▸ **Directions for this task**
For each line below, check whether "sidewalk" is present. Report how many lines have it, nothing else.

▸ **Data extracted from a collection**
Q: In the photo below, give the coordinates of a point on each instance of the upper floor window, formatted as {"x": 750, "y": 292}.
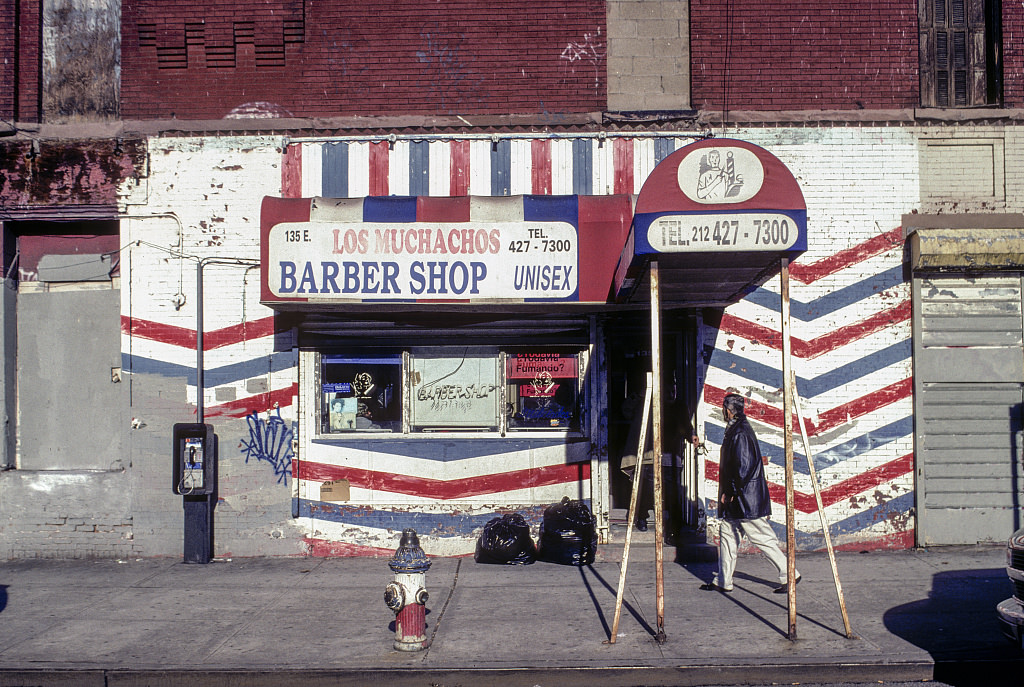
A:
{"x": 961, "y": 52}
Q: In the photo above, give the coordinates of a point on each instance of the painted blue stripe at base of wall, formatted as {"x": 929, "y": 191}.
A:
{"x": 771, "y": 377}
{"x": 897, "y": 511}
{"x": 848, "y": 449}
{"x": 432, "y": 524}
{"x": 834, "y": 300}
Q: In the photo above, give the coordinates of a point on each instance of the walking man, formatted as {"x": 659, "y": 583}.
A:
{"x": 743, "y": 503}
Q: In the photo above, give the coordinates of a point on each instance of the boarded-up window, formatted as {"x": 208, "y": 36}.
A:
{"x": 961, "y": 63}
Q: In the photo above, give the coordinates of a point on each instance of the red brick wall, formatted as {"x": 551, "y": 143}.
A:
{"x": 204, "y": 59}
{"x": 1013, "y": 54}
{"x": 7, "y": 60}
{"x": 804, "y": 54}
{"x": 26, "y": 70}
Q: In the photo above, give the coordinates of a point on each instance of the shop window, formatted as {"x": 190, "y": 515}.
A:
{"x": 961, "y": 52}
{"x": 450, "y": 389}
{"x": 360, "y": 393}
{"x": 542, "y": 390}
{"x": 454, "y": 390}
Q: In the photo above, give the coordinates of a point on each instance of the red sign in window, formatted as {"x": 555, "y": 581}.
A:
{"x": 526, "y": 366}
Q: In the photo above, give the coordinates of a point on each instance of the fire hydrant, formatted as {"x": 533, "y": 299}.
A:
{"x": 407, "y": 596}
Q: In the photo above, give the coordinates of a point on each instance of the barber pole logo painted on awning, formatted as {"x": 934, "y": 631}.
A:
{"x": 726, "y": 174}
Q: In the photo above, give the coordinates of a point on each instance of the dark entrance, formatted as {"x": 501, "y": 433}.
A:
{"x": 628, "y": 344}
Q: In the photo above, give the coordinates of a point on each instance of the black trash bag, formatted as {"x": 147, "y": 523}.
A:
{"x": 568, "y": 533}
{"x": 506, "y": 541}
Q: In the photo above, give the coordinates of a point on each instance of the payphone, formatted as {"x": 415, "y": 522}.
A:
{"x": 195, "y": 460}
{"x": 195, "y": 475}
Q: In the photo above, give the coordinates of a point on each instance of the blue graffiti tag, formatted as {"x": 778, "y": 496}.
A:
{"x": 270, "y": 440}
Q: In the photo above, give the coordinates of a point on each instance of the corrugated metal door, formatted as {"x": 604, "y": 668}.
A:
{"x": 969, "y": 380}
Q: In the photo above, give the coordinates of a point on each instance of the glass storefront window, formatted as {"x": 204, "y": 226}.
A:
{"x": 360, "y": 393}
{"x": 542, "y": 390}
{"x": 448, "y": 389}
{"x": 455, "y": 389}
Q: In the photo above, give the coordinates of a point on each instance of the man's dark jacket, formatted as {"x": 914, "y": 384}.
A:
{"x": 741, "y": 473}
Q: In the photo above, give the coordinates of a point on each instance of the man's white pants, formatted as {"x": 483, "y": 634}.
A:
{"x": 760, "y": 533}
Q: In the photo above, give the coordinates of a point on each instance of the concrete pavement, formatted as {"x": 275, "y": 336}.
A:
{"x": 915, "y": 615}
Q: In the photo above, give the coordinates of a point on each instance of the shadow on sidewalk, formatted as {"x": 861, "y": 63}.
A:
{"x": 613, "y": 589}
{"x": 958, "y": 627}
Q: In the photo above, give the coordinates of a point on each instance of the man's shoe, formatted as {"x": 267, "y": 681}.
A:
{"x": 781, "y": 589}
{"x": 712, "y": 587}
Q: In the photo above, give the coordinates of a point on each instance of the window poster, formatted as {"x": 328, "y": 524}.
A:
{"x": 360, "y": 393}
{"x": 542, "y": 390}
{"x": 455, "y": 391}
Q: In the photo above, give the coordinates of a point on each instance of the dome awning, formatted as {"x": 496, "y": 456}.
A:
{"x": 718, "y": 215}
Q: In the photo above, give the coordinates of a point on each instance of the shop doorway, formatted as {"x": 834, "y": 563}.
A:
{"x": 629, "y": 355}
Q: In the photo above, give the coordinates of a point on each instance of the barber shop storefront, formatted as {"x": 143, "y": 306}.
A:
{"x": 464, "y": 357}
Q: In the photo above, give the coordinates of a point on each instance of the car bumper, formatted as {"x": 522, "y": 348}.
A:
{"x": 1012, "y": 619}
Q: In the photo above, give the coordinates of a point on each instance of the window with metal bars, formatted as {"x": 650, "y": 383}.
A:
{"x": 961, "y": 52}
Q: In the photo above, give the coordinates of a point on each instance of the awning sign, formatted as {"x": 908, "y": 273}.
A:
{"x": 423, "y": 260}
{"x": 717, "y": 232}
{"x": 720, "y": 196}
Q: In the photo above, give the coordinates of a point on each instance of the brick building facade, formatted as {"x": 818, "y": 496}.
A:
{"x": 131, "y": 209}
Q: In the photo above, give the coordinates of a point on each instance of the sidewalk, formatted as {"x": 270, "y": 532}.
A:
{"x": 915, "y": 614}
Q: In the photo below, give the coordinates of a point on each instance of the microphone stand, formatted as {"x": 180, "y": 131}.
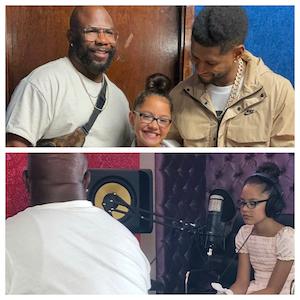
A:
{"x": 112, "y": 201}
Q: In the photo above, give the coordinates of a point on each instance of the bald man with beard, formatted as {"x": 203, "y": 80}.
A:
{"x": 55, "y": 101}
{"x": 62, "y": 244}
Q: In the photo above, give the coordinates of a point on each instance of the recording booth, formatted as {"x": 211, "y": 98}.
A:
{"x": 192, "y": 208}
{"x": 195, "y": 245}
{"x": 186, "y": 196}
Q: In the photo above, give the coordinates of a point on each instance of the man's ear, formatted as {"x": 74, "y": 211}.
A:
{"x": 26, "y": 180}
{"x": 86, "y": 179}
{"x": 70, "y": 37}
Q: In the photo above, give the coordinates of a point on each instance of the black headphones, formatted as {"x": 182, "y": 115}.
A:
{"x": 275, "y": 204}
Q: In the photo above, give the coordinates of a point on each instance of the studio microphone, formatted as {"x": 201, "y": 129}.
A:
{"x": 221, "y": 209}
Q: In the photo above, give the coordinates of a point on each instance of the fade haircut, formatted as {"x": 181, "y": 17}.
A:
{"x": 224, "y": 26}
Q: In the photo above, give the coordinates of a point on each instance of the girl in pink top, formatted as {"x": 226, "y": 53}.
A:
{"x": 262, "y": 242}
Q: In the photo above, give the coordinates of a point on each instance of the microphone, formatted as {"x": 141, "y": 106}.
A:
{"x": 220, "y": 210}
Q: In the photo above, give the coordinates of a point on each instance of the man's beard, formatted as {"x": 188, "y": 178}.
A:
{"x": 90, "y": 64}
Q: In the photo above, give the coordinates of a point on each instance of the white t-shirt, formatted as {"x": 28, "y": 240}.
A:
{"x": 72, "y": 248}
{"x": 55, "y": 99}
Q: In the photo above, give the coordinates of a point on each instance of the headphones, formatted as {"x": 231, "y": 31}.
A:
{"x": 275, "y": 204}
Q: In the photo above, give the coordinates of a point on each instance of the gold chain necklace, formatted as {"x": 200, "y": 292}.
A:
{"x": 93, "y": 99}
{"x": 235, "y": 87}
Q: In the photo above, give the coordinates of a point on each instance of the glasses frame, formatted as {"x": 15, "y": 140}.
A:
{"x": 242, "y": 203}
{"x": 157, "y": 119}
{"x": 113, "y": 36}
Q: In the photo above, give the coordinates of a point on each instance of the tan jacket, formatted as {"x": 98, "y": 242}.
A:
{"x": 262, "y": 116}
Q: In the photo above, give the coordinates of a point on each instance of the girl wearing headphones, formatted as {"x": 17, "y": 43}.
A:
{"x": 262, "y": 242}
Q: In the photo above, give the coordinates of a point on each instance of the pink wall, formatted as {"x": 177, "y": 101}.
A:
{"x": 16, "y": 195}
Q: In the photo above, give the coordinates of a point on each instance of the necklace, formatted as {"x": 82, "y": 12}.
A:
{"x": 235, "y": 87}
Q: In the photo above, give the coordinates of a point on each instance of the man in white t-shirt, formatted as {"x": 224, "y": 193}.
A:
{"x": 59, "y": 97}
{"x": 63, "y": 244}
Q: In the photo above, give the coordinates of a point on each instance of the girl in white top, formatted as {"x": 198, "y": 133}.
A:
{"x": 262, "y": 242}
{"x": 151, "y": 116}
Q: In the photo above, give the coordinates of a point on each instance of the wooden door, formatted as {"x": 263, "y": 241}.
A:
{"x": 151, "y": 40}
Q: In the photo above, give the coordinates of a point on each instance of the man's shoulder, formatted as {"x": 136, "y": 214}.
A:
{"x": 266, "y": 76}
{"x": 55, "y": 66}
{"x": 115, "y": 90}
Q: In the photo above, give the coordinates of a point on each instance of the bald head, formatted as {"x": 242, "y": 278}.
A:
{"x": 91, "y": 53}
{"x": 82, "y": 15}
{"x": 56, "y": 177}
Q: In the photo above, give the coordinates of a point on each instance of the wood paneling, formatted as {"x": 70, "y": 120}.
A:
{"x": 149, "y": 42}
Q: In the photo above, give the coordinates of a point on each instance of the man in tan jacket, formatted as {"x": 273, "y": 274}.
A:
{"x": 233, "y": 99}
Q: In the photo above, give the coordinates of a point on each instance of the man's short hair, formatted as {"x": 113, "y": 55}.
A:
{"x": 224, "y": 26}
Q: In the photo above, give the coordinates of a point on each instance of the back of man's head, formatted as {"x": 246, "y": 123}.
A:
{"x": 223, "y": 26}
{"x": 56, "y": 177}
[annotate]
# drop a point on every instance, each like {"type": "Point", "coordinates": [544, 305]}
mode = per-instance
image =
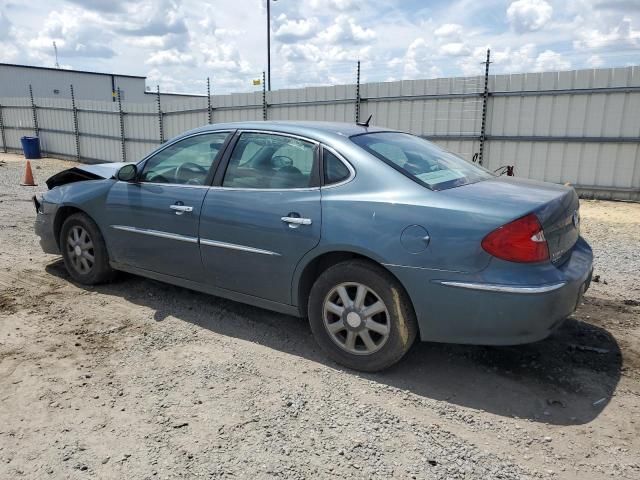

▸ **Exercise answer**
2